== DESCRIPTION OF THE TASK ==
Return, exactly as written, every line from the first line of the data below through the line that contains "FIND: round washer window".

>>>

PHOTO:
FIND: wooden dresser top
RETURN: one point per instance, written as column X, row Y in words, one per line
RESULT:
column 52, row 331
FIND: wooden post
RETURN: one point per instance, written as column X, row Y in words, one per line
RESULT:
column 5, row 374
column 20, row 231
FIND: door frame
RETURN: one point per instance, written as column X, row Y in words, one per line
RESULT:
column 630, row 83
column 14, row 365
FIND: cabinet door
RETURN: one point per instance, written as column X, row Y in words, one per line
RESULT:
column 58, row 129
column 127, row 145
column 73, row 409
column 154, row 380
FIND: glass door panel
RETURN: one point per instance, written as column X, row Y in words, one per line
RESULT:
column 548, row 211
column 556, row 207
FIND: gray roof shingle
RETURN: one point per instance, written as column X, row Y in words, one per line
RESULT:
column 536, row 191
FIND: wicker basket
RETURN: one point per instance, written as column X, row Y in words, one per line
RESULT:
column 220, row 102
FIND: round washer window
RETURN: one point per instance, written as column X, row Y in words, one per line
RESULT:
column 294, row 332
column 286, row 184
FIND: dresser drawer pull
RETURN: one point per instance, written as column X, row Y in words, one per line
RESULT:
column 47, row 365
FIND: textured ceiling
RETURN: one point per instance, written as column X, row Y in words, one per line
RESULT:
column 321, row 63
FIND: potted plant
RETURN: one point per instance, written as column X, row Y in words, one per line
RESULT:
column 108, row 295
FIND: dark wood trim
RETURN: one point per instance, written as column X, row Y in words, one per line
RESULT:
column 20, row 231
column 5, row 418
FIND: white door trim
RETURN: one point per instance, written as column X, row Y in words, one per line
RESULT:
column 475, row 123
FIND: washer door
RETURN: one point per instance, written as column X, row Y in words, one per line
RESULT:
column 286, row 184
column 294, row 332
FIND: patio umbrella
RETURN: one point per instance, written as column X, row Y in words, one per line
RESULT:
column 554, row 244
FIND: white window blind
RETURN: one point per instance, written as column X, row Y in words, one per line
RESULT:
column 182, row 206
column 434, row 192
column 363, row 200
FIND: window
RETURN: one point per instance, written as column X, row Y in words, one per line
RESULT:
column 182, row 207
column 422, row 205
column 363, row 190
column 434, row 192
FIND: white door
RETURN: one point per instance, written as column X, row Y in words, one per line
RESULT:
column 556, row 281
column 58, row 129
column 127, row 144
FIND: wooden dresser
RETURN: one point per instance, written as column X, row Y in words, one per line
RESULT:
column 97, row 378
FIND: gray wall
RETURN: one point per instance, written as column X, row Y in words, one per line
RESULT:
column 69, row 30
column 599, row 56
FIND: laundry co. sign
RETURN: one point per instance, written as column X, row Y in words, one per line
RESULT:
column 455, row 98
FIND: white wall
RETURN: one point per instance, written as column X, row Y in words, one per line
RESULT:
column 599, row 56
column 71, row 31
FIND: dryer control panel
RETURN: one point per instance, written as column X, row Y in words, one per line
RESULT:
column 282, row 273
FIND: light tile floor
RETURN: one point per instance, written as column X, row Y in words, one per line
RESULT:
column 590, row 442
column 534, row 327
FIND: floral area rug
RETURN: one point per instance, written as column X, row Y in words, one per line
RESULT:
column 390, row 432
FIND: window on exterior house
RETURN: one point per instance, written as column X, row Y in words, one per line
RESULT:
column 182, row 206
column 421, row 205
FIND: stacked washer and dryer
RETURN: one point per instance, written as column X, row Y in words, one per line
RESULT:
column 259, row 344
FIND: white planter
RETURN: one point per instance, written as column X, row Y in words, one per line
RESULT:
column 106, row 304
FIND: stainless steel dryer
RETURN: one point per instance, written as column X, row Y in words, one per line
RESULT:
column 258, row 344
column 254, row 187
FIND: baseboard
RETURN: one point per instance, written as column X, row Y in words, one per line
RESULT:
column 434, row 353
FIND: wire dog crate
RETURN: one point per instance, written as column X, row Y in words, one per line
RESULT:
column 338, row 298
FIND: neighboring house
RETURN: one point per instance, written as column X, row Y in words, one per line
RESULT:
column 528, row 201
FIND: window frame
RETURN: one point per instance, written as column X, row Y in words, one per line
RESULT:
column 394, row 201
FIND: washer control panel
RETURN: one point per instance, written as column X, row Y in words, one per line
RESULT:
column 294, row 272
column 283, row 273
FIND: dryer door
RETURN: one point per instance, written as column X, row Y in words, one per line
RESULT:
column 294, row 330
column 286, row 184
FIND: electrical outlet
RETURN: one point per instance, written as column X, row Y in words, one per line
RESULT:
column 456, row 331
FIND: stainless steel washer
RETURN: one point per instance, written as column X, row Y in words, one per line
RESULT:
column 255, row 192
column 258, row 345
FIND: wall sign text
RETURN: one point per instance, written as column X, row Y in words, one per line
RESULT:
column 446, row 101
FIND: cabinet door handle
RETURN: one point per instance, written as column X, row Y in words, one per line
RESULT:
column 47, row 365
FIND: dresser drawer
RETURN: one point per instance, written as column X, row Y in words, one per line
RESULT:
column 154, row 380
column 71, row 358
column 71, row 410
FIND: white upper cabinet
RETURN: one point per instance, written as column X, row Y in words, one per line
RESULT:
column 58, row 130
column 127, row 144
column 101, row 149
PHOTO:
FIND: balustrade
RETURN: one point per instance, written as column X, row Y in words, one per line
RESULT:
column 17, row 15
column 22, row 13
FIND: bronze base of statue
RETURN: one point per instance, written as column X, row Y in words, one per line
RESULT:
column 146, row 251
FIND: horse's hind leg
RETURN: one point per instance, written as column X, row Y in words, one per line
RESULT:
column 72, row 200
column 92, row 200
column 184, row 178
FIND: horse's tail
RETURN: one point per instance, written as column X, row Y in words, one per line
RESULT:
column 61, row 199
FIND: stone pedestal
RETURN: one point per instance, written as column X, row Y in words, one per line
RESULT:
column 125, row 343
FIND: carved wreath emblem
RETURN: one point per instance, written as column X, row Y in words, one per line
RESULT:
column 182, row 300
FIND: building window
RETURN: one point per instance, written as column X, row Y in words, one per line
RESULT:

<<<

== FINISHED EXERCISE ==
PHOTO:
FIND: wooden dresser top
RETURN: one point per instance, written as column X, row Y in words, one per line
RESULT:
column 52, row 331
FIND: wooden post
RETURN: one point per instance, written as column X, row Y in words, one per line
RESULT:
column 5, row 374
column 20, row 231
FIND: door frame
RETURN: one point per instance, written as column X, row Y in words, one per line
RESULT:
column 630, row 83
column 14, row 365
FIND: cabinet door
RETURN: one point per instance, written as column X, row Y in words, one per line
RESULT:
column 58, row 129
column 127, row 145
column 73, row 409
column 154, row 380
FIND: glass door panel
RETURN: one point per instance, written as column X, row Y in words, one per line
RESULT:
column 548, row 211
column 556, row 207
FIND: gray roof shingle
RETURN: one point per instance, written as column X, row Y in words, one per line
RESULT:
column 536, row 191
FIND: wicker basket
RETURN: one point per instance, written as column X, row Y in words, one per line
RESULT:
column 220, row 102
FIND: round washer window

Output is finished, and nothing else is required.